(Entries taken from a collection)
· · · ·

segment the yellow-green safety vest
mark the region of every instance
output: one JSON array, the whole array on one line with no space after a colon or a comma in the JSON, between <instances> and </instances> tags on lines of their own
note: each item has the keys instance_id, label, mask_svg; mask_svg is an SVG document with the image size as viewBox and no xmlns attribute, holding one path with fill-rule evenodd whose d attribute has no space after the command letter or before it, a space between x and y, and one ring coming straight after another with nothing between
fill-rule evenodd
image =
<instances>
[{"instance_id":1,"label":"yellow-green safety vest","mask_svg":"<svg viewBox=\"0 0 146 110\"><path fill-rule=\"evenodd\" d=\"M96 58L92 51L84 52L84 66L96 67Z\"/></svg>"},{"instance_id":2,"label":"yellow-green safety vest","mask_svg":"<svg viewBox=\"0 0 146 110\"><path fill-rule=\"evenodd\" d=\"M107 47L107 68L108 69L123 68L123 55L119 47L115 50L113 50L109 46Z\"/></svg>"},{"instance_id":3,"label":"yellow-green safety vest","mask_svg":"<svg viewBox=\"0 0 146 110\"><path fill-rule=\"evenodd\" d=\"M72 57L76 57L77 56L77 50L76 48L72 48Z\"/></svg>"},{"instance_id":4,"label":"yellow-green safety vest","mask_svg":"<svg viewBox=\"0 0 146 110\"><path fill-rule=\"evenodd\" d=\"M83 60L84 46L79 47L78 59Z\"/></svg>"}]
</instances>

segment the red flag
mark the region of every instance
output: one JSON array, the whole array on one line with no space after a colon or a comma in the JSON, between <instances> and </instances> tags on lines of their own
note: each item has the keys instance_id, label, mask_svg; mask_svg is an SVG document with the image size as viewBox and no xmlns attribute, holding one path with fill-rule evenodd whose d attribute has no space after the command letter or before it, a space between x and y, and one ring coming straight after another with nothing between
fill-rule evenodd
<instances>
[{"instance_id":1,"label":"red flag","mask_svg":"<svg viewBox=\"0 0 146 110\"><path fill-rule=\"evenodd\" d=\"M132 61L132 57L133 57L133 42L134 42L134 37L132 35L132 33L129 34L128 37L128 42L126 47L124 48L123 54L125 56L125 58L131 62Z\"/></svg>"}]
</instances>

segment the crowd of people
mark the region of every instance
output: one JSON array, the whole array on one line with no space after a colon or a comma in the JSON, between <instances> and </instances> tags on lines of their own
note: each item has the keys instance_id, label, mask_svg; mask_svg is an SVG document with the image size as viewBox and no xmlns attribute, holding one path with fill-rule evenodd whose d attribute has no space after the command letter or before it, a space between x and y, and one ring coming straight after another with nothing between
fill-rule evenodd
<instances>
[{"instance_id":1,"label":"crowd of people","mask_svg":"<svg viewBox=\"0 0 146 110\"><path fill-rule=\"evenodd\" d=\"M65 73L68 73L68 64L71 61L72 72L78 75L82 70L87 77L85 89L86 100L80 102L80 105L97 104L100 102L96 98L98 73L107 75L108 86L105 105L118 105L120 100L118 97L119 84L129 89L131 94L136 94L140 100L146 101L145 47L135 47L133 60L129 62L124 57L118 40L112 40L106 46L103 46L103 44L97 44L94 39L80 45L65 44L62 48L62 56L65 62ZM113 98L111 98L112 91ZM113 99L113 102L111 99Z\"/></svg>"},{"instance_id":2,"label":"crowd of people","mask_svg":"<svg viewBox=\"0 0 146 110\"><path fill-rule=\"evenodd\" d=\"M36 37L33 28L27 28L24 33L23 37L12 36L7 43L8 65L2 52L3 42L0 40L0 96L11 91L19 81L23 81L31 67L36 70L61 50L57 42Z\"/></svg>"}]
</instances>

· · · ·

**Task details:** Here, the records must be output exactly and in full.

**Result for this exercise:**
segment the yellow-green safety vest
mark the region of every instance
output: one JSON array, the whole array on one line with no space after a colon or a comma in the JSON, between <instances> and </instances> tags on lines of their own
note: each item has the keys instance_id, label, mask_svg; mask_svg is an SVG document with the image size as viewBox and no xmlns attribute, holding one path with fill-rule evenodd whose d attribute has no space after the command letter or before it, a space between x and y, and one ring coming straight after another with nothing between
fill-rule evenodd
image =
<instances>
[{"instance_id":1,"label":"yellow-green safety vest","mask_svg":"<svg viewBox=\"0 0 146 110\"><path fill-rule=\"evenodd\" d=\"M96 58L92 51L84 52L84 66L96 67Z\"/></svg>"},{"instance_id":2,"label":"yellow-green safety vest","mask_svg":"<svg viewBox=\"0 0 146 110\"><path fill-rule=\"evenodd\" d=\"M107 47L107 68L108 69L123 68L123 55L119 47L115 50L113 50L109 46Z\"/></svg>"},{"instance_id":3,"label":"yellow-green safety vest","mask_svg":"<svg viewBox=\"0 0 146 110\"><path fill-rule=\"evenodd\" d=\"M72 57L76 57L77 56L77 50L76 48L72 48Z\"/></svg>"},{"instance_id":4,"label":"yellow-green safety vest","mask_svg":"<svg viewBox=\"0 0 146 110\"><path fill-rule=\"evenodd\" d=\"M83 60L84 46L79 47L78 59Z\"/></svg>"}]
</instances>

segment the red flag
mark the region of every instance
output: one JSON array, the whole array on one line with no space after a colon or a comma in the JSON, between <instances> and </instances> tags on lines of their own
note: each item has the keys instance_id, label, mask_svg; mask_svg is an SVG document with the image size as viewBox and no xmlns attribute, holding one path with fill-rule evenodd whose d attribute has no space after the command letter or before it, a space between x and y, and one ring coming straight after another with nothing between
fill-rule evenodd
<instances>
[{"instance_id":1,"label":"red flag","mask_svg":"<svg viewBox=\"0 0 146 110\"><path fill-rule=\"evenodd\" d=\"M132 61L132 57L133 57L133 42L134 42L134 37L132 35L132 33L129 34L128 37L128 42L126 47L124 48L123 54L125 56L125 58L131 62Z\"/></svg>"}]
</instances>

segment the crowd of people
mark the region of every instance
output: one JSON array, the whole array on one line with no space after a colon or a comma in the JSON, between <instances> and </instances> tags on lines of their own
note: each item has the keys instance_id, label, mask_svg; mask_svg is an SVG document with the image size as viewBox and no xmlns attribute, holding one path with fill-rule evenodd whose d attribute has no space after the command letter or before it, a space between x and y, and one ring coming straight after another with nothing between
fill-rule evenodd
<instances>
[{"instance_id":1,"label":"crowd of people","mask_svg":"<svg viewBox=\"0 0 146 110\"><path fill-rule=\"evenodd\" d=\"M65 73L68 73L68 64L71 61L72 72L78 75L82 70L87 77L85 89L86 100L80 102L80 105L97 104L100 102L96 98L98 73L107 75L108 86L105 105L118 105L120 100L118 97L119 84L129 89L131 94L136 94L140 100L146 101L145 47L135 47L133 60L129 62L124 57L118 40L112 40L106 46L103 46L103 44L97 44L94 39L80 45L65 44L62 48L62 56L65 62ZM113 98L111 98L112 91ZM113 99L113 102L111 99Z\"/></svg>"},{"instance_id":2,"label":"crowd of people","mask_svg":"<svg viewBox=\"0 0 146 110\"><path fill-rule=\"evenodd\" d=\"M36 37L33 28L27 28L24 33L23 37L12 36L7 43L8 65L2 52L3 42L0 40L0 96L11 91L19 81L23 81L31 67L36 70L61 50L57 42Z\"/></svg>"}]
</instances>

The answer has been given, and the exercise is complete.